* PROBLEM REQUIREMENTS *
Tally the lines of the material below that contain the string "background". Reply with the number alone.

[Items for segmentation labeling]
· · · · ·

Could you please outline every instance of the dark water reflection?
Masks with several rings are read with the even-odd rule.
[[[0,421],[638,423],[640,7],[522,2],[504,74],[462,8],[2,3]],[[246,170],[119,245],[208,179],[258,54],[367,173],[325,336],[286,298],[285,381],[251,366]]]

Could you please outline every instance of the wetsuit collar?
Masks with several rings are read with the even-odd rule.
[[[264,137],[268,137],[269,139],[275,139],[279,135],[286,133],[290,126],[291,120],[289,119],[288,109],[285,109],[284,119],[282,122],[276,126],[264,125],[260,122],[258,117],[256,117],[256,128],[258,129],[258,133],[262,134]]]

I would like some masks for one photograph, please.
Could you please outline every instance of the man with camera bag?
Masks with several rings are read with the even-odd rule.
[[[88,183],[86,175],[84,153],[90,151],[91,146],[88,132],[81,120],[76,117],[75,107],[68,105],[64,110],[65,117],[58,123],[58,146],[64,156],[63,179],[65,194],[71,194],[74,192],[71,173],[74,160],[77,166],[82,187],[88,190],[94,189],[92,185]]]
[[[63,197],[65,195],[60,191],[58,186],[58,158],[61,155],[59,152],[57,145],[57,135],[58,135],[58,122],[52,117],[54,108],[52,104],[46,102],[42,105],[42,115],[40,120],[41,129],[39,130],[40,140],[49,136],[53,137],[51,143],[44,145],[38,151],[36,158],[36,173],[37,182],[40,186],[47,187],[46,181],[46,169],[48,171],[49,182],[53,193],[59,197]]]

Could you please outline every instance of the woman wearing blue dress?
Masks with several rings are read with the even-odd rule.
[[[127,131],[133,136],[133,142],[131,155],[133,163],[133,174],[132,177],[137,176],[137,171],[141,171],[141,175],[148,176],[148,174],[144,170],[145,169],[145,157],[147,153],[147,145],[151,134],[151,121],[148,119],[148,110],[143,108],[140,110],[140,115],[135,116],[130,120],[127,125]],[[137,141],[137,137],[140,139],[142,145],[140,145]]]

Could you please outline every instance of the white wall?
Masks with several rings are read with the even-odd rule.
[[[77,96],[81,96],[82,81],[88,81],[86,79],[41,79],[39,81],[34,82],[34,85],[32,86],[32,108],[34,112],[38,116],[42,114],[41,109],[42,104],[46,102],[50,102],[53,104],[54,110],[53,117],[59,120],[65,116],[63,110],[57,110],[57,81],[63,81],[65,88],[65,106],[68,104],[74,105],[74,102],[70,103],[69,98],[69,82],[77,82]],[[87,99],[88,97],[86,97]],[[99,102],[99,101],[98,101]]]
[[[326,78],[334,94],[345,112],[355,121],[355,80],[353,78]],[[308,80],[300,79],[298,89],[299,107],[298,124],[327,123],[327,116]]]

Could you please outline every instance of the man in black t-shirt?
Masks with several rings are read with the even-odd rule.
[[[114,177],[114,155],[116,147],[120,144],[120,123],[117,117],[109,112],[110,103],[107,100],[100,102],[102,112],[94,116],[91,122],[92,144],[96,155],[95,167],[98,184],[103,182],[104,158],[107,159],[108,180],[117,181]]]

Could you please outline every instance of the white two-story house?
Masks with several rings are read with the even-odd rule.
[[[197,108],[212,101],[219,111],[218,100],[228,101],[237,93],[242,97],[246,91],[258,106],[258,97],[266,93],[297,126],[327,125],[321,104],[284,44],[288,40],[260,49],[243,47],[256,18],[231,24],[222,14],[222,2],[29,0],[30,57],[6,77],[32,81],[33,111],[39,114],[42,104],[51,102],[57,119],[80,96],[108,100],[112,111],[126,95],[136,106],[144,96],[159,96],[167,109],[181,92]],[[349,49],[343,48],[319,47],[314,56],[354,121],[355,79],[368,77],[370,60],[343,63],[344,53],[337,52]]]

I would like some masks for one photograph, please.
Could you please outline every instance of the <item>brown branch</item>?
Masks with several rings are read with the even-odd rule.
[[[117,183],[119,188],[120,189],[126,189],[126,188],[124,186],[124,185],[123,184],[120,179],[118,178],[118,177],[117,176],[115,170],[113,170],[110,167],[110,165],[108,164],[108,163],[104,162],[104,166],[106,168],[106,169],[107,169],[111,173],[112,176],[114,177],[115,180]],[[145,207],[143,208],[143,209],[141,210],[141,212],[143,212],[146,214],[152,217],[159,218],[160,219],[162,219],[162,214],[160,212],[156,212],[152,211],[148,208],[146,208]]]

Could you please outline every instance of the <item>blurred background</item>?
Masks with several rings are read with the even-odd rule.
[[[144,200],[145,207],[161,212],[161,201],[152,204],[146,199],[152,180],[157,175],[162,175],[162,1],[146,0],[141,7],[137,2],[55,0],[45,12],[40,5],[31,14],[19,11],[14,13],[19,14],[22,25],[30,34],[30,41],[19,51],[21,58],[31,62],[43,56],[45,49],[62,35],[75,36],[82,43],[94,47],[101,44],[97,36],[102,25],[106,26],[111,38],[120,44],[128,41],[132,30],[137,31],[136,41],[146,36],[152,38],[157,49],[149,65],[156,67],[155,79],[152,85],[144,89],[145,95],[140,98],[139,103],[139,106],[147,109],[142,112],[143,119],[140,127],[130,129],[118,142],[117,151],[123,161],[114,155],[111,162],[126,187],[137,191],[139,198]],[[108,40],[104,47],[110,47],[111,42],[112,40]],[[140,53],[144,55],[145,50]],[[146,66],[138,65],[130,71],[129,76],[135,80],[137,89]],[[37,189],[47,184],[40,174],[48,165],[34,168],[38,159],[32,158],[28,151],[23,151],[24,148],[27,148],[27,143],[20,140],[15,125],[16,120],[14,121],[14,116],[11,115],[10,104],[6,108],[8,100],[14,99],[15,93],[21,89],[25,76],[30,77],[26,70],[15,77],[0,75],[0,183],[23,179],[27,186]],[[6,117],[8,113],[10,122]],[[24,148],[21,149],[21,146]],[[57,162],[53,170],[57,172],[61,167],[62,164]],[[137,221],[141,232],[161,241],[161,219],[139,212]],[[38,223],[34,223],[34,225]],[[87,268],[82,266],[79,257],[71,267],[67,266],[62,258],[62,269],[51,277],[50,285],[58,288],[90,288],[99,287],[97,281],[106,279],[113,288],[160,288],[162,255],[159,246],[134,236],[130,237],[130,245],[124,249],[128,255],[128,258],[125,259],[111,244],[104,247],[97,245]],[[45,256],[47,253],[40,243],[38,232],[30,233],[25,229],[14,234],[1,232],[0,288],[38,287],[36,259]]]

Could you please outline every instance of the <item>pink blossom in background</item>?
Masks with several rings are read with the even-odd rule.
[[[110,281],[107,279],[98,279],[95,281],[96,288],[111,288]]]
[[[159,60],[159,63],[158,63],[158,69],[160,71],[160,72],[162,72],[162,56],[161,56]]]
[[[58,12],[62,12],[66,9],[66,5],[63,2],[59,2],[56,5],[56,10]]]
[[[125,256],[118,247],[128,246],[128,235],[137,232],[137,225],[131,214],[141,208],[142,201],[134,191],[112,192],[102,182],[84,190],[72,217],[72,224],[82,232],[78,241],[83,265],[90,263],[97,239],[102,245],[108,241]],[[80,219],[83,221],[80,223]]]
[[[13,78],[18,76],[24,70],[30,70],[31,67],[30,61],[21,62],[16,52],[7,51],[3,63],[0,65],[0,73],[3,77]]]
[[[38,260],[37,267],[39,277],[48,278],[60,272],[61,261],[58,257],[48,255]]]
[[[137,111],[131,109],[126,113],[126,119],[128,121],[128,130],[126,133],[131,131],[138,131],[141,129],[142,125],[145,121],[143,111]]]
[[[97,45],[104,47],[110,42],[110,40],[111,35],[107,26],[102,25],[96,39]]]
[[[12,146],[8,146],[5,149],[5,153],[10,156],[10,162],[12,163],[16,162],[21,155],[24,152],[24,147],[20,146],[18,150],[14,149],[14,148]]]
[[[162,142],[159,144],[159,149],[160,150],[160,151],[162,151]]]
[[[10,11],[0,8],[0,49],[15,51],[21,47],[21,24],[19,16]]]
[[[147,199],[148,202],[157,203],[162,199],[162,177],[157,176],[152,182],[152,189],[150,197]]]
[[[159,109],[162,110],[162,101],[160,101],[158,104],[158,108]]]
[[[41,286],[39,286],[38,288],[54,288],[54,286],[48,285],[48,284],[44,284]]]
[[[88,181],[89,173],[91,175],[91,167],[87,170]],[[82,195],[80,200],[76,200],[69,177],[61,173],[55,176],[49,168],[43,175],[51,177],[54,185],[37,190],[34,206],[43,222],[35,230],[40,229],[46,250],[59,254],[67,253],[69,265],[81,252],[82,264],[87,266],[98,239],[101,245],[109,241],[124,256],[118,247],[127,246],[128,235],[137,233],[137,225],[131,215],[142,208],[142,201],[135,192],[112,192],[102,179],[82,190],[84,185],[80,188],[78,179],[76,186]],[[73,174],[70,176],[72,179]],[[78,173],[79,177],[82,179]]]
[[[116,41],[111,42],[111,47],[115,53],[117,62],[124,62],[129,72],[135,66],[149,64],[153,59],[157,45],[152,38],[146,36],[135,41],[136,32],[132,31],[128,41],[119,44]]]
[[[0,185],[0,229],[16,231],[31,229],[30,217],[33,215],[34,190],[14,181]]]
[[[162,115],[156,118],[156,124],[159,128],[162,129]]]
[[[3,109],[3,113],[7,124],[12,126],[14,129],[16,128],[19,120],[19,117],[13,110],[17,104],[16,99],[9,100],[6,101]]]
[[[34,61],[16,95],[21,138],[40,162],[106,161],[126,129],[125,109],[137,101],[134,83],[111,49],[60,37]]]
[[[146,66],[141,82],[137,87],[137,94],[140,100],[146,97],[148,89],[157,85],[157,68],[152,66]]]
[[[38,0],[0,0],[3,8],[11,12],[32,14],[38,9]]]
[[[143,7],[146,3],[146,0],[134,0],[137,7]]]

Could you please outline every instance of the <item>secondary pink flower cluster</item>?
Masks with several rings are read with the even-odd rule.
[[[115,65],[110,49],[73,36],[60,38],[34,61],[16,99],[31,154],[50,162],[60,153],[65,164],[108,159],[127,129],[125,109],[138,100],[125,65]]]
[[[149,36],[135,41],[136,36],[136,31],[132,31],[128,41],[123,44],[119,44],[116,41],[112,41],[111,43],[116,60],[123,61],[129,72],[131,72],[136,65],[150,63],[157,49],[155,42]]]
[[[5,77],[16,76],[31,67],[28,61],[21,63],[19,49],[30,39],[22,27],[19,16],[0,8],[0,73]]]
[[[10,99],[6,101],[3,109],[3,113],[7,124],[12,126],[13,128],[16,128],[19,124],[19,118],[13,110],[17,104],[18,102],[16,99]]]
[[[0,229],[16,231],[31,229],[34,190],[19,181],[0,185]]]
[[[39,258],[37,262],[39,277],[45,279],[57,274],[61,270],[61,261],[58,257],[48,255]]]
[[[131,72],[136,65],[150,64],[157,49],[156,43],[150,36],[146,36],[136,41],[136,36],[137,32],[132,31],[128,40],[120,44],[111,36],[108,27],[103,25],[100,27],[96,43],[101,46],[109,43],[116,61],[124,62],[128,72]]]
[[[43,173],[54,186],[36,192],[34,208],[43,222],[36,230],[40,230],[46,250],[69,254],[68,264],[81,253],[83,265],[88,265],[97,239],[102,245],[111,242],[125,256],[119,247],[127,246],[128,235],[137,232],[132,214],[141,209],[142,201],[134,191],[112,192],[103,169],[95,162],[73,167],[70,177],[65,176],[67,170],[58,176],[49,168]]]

· · · · ·

* PROBLEM SOLUTION *
2